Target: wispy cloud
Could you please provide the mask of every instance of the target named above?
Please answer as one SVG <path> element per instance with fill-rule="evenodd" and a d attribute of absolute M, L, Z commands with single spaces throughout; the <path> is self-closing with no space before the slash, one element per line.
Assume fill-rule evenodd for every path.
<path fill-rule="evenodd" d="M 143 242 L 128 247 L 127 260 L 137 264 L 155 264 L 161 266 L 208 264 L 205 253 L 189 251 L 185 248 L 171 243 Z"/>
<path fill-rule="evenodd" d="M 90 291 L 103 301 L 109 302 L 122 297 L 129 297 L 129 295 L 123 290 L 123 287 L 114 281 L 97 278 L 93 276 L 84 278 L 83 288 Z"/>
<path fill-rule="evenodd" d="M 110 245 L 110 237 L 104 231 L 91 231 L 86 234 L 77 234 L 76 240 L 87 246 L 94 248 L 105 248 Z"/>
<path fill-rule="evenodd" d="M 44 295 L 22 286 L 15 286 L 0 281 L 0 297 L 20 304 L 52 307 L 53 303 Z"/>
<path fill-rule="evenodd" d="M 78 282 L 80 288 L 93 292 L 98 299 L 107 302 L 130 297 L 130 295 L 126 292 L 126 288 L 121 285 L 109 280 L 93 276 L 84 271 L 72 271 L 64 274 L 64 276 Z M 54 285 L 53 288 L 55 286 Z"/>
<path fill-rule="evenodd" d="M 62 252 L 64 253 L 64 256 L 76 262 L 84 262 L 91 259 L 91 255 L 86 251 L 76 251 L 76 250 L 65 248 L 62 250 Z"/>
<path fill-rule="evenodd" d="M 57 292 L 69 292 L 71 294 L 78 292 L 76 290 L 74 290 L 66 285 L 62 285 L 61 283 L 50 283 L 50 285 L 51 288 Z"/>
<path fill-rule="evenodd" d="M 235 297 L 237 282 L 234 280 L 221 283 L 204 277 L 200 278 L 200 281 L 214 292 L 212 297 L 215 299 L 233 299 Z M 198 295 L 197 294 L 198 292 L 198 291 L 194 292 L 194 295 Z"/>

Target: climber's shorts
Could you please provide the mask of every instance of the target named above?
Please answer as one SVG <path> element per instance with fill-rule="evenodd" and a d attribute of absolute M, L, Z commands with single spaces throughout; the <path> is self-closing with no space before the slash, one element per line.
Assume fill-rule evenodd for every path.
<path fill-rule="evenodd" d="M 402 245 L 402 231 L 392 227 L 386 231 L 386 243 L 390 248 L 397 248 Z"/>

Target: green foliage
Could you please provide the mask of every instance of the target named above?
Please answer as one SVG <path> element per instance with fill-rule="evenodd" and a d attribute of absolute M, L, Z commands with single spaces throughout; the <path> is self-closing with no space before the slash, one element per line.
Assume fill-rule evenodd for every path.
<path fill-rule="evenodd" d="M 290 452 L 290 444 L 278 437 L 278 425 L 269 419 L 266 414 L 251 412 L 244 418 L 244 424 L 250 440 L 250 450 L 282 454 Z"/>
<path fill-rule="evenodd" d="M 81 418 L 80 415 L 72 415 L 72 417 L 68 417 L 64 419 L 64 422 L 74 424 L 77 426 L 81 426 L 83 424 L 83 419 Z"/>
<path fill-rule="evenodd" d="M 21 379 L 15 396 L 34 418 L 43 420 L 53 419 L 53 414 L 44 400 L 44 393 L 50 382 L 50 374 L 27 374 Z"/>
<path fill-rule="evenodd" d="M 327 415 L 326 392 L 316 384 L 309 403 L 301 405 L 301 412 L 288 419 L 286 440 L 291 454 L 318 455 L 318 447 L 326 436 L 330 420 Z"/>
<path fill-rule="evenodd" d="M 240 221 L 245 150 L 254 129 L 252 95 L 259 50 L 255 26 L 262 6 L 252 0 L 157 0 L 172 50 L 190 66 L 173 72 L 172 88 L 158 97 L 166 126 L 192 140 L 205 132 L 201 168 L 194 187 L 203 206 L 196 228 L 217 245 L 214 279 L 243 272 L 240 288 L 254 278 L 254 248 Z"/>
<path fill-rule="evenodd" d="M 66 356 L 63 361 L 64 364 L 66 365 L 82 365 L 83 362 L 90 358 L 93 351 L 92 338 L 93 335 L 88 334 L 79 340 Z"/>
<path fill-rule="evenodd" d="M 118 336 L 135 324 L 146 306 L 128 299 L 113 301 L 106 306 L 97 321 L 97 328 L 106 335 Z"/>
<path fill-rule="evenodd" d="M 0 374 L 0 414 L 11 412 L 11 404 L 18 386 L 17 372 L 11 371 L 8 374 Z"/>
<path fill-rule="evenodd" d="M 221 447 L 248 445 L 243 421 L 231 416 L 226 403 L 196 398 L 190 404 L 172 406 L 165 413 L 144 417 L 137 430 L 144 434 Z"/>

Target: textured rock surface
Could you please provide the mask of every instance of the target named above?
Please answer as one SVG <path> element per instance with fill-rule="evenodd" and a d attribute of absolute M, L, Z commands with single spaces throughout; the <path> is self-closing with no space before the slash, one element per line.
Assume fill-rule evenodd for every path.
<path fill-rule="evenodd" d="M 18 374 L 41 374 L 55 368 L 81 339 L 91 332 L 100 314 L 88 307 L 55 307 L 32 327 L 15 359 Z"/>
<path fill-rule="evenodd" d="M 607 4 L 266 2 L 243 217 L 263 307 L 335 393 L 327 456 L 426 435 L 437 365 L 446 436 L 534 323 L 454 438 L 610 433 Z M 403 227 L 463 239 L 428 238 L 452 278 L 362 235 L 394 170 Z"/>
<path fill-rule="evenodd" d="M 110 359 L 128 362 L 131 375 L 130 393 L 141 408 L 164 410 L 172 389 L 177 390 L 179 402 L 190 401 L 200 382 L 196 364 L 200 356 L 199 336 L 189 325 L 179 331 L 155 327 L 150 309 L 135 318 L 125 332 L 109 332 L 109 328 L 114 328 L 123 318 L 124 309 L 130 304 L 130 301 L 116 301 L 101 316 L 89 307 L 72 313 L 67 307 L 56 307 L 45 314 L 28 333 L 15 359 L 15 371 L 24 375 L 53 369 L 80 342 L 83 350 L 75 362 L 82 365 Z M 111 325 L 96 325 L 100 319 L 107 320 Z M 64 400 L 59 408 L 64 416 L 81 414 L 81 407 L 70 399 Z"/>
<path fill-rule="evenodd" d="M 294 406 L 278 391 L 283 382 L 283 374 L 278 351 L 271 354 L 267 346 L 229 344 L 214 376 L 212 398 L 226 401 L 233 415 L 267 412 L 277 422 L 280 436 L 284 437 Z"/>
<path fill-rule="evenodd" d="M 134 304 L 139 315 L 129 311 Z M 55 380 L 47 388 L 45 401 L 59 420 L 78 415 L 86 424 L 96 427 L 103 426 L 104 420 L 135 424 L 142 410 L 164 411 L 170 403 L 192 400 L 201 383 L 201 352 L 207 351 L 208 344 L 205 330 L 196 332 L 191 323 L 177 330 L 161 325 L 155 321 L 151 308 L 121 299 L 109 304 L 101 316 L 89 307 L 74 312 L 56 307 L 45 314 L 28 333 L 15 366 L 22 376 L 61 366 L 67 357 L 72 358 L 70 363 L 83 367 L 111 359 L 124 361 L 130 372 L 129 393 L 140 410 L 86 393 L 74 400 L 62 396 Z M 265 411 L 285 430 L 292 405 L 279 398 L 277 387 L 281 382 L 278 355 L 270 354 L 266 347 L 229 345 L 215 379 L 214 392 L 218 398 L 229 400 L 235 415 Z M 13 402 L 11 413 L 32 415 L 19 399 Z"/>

--------

** AIM **
In the data above, replace "mask" with "outline" everywhere it appears, and leave every other line and character unchanged.

** COMPLETED TASK **
Target: wispy cloud
Could you please provide the outline of every instance of the target named above?
Please answer as one SVG <path> element per instance with fill-rule="evenodd" and a d attribute of absolute M, L, Z commands with single spaces throughout; the <path> is self-closing with no space before the slash, one element per line.
Assume fill-rule evenodd for every path.
<path fill-rule="evenodd" d="M 143 242 L 128 247 L 127 260 L 137 264 L 155 264 L 161 266 L 208 264 L 205 253 L 189 251 L 185 248 L 171 243 Z"/>
<path fill-rule="evenodd" d="M 90 291 L 103 301 L 109 302 L 122 297 L 129 297 L 129 295 L 123 290 L 123 287 L 114 281 L 97 278 L 93 276 L 84 278 L 83 288 Z"/>
<path fill-rule="evenodd" d="M 110 245 L 110 237 L 104 231 L 91 231 L 86 234 L 77 234 L 76 240 L 87 246 L 94 248 L 105 248 Z"/>
<path fill-rule="evenodd" d="M 44 295 L 22 286 L 15 286 L 0 281 L 0 297 L 20 304 L 52 307 L 53 303 Z"/>
<path fill-rule="evenodd" d="M 78 282 L 80 288 L 93 292 L 98 299 L 107 302 L 130 297 L 130 295 L 126 292 L 126 288 L 121 285 L 109 280 L 93 276 L 84 271 L 72 271 L 64 274 L 64 276 Z M 54 285 L 53 288 L 55 286 Z"/>
<path fill-rule="evenodd" d="M 62 252 L 64 253 L 64 256 L 76 262 L 84 262 L 91 259 L 91 255 L 86 251 L 76 251 L 76 250 L 65 248 L 62 250 Z"/>
<path fill-rule="evenodd" d="M 57 292 L 69 292 L 71 294 L 78 292 L 76 290 L 74 290 L 66 285 L 62 285 L 61 283 L 50 283 L 50 285 L 51 288 Z"/>
<path fill-rule="evenodd" d="M 235 297 L 237 282 L 234 280 L 221 283 L 204 277 L 200 278 L 200 281 L 214 292 L 212 297 L 215 299 L 233 299 Z M 198 295 L 197 294 L 198 292 L 198 291 L 194 292 L 194 295 Z"/>

Target: climber's shorts
Could you please provide the outline of every instance of the target named above?
Please answer as one SVG <path> element per instance with fill-rule="evenodd" and a d attribute of absolute M, L, Z commands with single spaces throughout; the <path> is self-closing with no space before the slash, one element per line.
Assume fill-rule evenodd for every path.
<path fill-rule="evenodd" d="M 402 245 L 402 231 L 392 227 L 386 231 L 386 243 L 390 248 L 397 248 Z"/>

Target: green foliage
Could you please provide the outline of every instance of the target named above?
Please answer as one SVG <path> element per instance with fill-rule="evenodd" and a d attribute of absolute M, L, Z commands with single spaces throughout; the <path> is self-closing with no space before the slash, one element per line.
Assume fill-rule evenodd for every path.
<path fill-rule="evenodd" d="M 290 452 L 290 444 L 278 437 L 278 425 L 269 419 L 266 414 L 251 412 L 244 418 L 244 424 L 250 440 L 250 450 L 282 454 Z"/>
<path fill-rule="evenodd" d="M 81 418 L 80 415 L 72 415 L 72 417 L 68 417 L 64 419 L 64 422 L 74 424 L 77 426 L 81 426 L 83 424 L 83 419 Z"/>
<path fill-rule="evenodd" d="M 21 379 L 15 396 L 34 418 L 43 420 L 53 419 L 53 414 L 44 400 L 44 393 L 50 382 L 50 374 L 27 374 Z"/>
<path fill-rule="evenodd" d="M 327 415 L 326 392 L 316 384 L 309 403 L 301 405 L 301 412 L 288 419 L 286 440 L 291 454 L 318 455 L 318 447 L 326 436 L 330 420 Z"/>
<path fill-rule="evenodd" d="M 240 221 L 245 150 L 254 129 L 252 95 L 259 50 L 255 26 L 262 6 L 252 0 L 157 0 L 172 50 L 190 66 L 173 72 L 172 88 L 158 97 L 166 126 L 192 140 L 205 132 L 201 168 L 194 187 L 203 206 L 196 228 L 217 245 L 214 279 L 243 272 L 240 288 L 254 278 L 254 248 Z"/>
<path fill-rule="evenodd" d="M 66 356 L 63 361 L 64 364 L 66 365 L 82 365 L 83 362 L 90 358 L 93 351 L 92 338 L 93 335 L 88 334 L 79 340 Z"/>
<path fill-rule="evenodd" d="M 118 336 L 135 324 L 146 306 L 128 299 L 113 301 L 106 306 L 97 321 L 97 328 L 106 335 Z"/>
<path fill-rule="evenodd" d="M 0 374 L 0 414 L 11 412 L 11 404 L 18 386 L 17 372 L 11 371 L 8 374 Z"/>
<path fill-rule="evenodd" d="M 221 447 L 248 445 L 243 421 L 231 416 L 226 403 L 196 398 L 190 404 L 172 406 L 165 413 L 144 417 L 137 430 L 144 434 Z"/>

Target: textured rock surface
Could you please provide the outline of every instance of the target named above?
Please answer as one SVG <path> element per instance with fill-rule="evenodd" and a d attribute of absolute M, L, Z commands with single spaces throughout; the <path> is self-closing with no space before the slash, one element per line.
Assume fill-rule evenodd for every path.
<path fill-rule="evenodd" d="M 18 374 L 41 374 L 55 368 L 81 339 L 91 332 L 100 314 L 88 307 L 55 307 L 32 327 L 15 359 Z"/>
<path fill-rule="evenodd" d="M 607 4 L 266 2 L 243 217 L 263 307 L 335 393 L 327 456 L 426 435 L 437 365 L 446 436 L 534 323 L 454 438 L 610 433 Z M 403 227 L 463 239 L 428 238 L 452 278 L 362 235 L 394 170 Z"/>
<path fill-rule="evenodd" d="M 110 359 L 128 362 L 131 375 L 130 393 L 141 408 L 164 410 L 172 389 L 177 390 L 179 402 L 190 401 L 200 382 L 196 364 L 200 356 L 199 336 L 189 325 L 179 331 L 155 327 L 150 309 L 135 318 L 125 332 L 109 332 L 109 328 L 114 328 L 123 318 L 124 309 L 130 304 L 130 301 L 116 301 L 101 316 L 89 307 L 72 313 L 67 307 L 56 307 L 45 314 L 28 333 L 15 359 L 15 371 L 24 375 L 53 369 L 80 342 L 83 350 L 75 362 L 82 365 Z M 111 325 L 96 325 L 100 319 L 107 320 Z M 64 400 L 59 408 L 64 416 L 81 414 L 81 407 L 70 399 Z"/>
<path fill-rule="evenodd" d="M 294 406 L 278 391 L 283 382 L 283 374 L 278 351 L 271 354 L 267 346 L 229 344 L 214 376 L 212 398 L 226 401 L 233 415 L 267 412 L 277 422 L 280 436 L 284 437 Z"/>
<path fill-rule="evenodd" d="M 134 304 L 139 315 L 129 311 Z M 55 380 L 47 388 L 45 401 L 59 420 L 78 415 L 86 424 L 96 427 L 103 426 L 104 420 L 135 424 L 142 410 L 164 411 L 170 403 L 192 400 L 201 383 L 201 352 L 207 351 L 208 344 L 205 330 L 196 332 L 191 323 L 177 330 L 161 325 L 155 321 L 151 308 L 121 299 L 109 304 L 101 316 L 89 307 L 74 312 L 56 307 L 45 314 L 28 333 L 15 366 L 22 376 L 61 366 L 67 357 L 72 358 L 70 363 L 83 367 L 111 359 L 124 361 L 130 372 L 129 393 L 140 410 L 86 393 L 74 400 L 62 396 Z M 265 411 L 285 430 L 292 405 L 279 398 L 277 387 L 281 382 L 278 355 L 270 354 L 266 347 L 229 345 L 215 379 L 214 392 L 218 398 L 229 400 L 235 415 Z M 13 402 L 11 413 L 32 415 L 19 399 Z"/>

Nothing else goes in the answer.